→ **Exercise**:
Which lines in the records below contain the word "green"? Collect each of those lines and copy it out.

→ **Records for the exercise**:
━━━━━━━━

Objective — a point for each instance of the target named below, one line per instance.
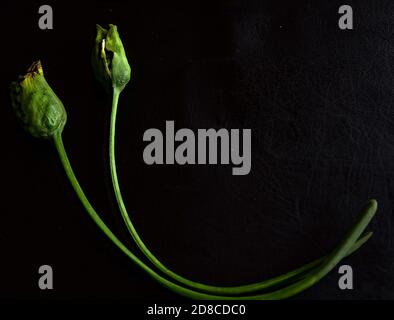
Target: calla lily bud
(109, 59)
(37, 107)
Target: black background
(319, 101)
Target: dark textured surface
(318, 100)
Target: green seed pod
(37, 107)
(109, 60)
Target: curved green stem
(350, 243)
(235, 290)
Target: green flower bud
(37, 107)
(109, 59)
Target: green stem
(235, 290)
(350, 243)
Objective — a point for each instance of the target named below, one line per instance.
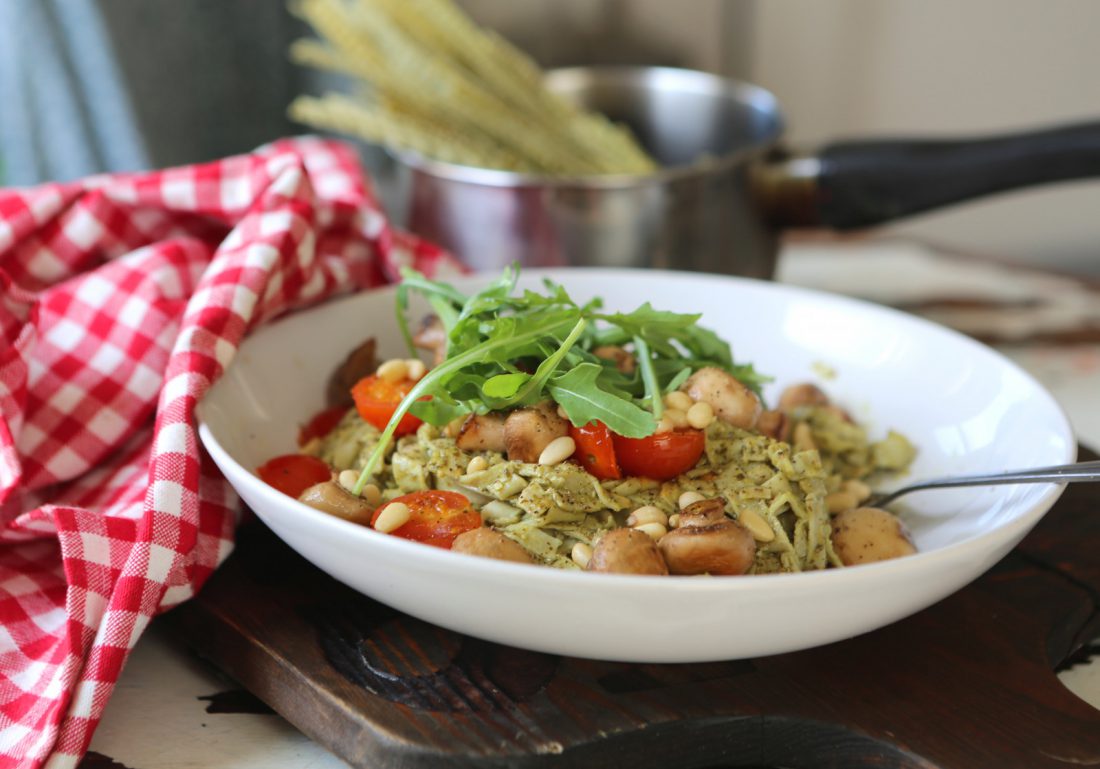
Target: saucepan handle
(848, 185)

━━━━━━━━

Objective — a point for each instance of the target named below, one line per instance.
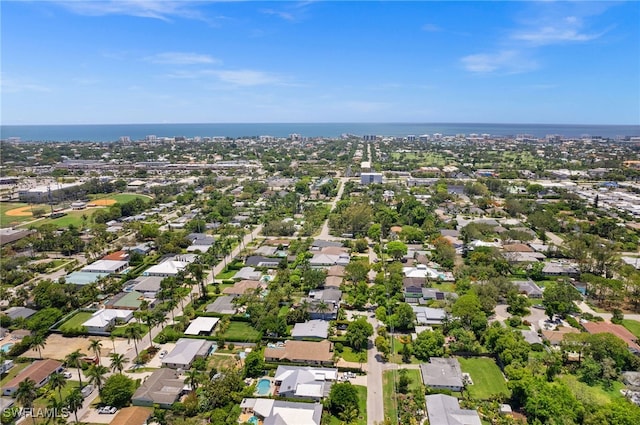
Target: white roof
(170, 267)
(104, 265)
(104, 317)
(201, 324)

━━━━━━━━

→ **Correct result**:
Target: green seed pod
Target: curved green stem
Target: green flower bud
Target: green stem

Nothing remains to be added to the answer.